■ **Instruction**
Copy every one of the records below line for line, with no changes to any wording, number, or punctuation.
BEGIN
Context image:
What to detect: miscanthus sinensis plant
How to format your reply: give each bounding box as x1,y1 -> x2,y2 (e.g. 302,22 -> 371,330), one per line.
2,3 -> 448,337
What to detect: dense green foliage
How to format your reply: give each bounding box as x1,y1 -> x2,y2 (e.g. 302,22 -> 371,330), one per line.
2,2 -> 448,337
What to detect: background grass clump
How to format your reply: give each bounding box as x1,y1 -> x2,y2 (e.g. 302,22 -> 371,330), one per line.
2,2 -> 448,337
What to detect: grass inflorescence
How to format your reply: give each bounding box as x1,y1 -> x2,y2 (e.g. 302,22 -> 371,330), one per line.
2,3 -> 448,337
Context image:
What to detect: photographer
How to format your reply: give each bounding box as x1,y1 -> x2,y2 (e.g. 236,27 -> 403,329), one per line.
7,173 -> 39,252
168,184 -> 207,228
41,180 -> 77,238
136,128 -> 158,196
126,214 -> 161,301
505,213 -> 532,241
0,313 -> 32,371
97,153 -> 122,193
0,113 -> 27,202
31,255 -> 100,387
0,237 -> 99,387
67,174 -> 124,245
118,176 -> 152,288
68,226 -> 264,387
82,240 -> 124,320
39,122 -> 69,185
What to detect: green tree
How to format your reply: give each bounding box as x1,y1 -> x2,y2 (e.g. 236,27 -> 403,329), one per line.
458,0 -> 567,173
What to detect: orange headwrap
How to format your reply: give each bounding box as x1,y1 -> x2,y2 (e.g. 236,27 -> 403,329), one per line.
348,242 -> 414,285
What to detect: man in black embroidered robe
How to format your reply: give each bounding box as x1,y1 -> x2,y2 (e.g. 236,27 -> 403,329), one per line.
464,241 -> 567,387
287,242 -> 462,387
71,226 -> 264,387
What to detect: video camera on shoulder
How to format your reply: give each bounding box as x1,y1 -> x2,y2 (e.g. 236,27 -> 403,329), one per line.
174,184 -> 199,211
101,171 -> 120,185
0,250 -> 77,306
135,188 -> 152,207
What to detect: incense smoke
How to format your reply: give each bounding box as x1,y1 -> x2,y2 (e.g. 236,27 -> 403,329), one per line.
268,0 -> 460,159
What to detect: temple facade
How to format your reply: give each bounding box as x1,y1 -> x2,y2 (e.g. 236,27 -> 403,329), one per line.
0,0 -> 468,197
END
■ **Response below**
Context image:
What to detect: miscanthus sinensis plant
How to format your reply: give each bounding box as x1,y1 -> x2,y2 (e.g. 302,22 -> 371,330), one per line.
2,3 -> 448,337
What to detect: dense green foliage
How to format your reply: give each bounding box as x1,y1 -> x2,y2 (e.g. 302,22 -> 371,330), one per line.
2,2 -> 448,337
What to detect: background grass clump
How to format your reply: give each bounding box as x1,y1 -> x2,y2 (e.g. 302,22 -> 371,330), one per line.
2,2 -> 448,337
What to detect: grass inflorescence
How to format your reply: give each bounding box as x1,y1 -> x2,y2 (e.g. 302,22 -> 371,330), one per line.
2,3 -> 448,337
Context image:
What to detect: photographer
How to format your reply: give each bounding box as x1,y1 -> x2,y2 (e.g. 236,27 -> 403,329), one per line.
7,173 -> 39,252
168,184 -> 207,228
41,180 -> 77,238
136,128 -> 158,196
126,214 -> 161,301
505,213 -> 532,241
0,313 -> 32,371
97,153 -> 122,193
0,113 -> 27,202
31,255 -> 100,387
0,237 -> 99,387
67,174 -> 124,245
118,176 -> 152,288
68,226 -> 264,387
82,240 -> 124,320
39,122 -> 69,185
What to detect: green tree
How to format your reply: give each bounding box as x1,y1 -> x2,y2 (e.g. 236,27 -> 403,329), one per line.
458,0 -> 567,173
What to detect: orange headwrap
How to format your reply: give each bounding box as x1,y1 -> x2,y2 (e.g. 236,27 -> 403,329), one per line.
348,242 -> 414,285
What to detect: man in black embroidered robe
How to format your reply: give each bounding box as x1,y1 -> x2,y2 (e.g. 236,27 -> 403,329), one per line.
464,241 -> 567,387
287,242 -> 462,387
71,226 -> 264,387
What to detect: video camera on shoulder
How to format your reply: give each bounding box as x1,y1 -> x2,y2 (e.g. 236,27 -> 403,329), one per line.
174,184 -> 199,211
101,171 -> 120,185
0,250 -> 77,306
135,188 -> 152,207
What to detect: incense smoke
How to format your reply: give each bounding box as x1,y1 -> x2,y2 (e.g. 236,27 -> 403,329), one per line.
268,0 -> 460,159
What to detect: temple facade
How to format your reply: give each bounding box as x1,y1 -> x2,y2 (e.g. 236,27 -> 403,329), one per line.
0,0 -> 468,197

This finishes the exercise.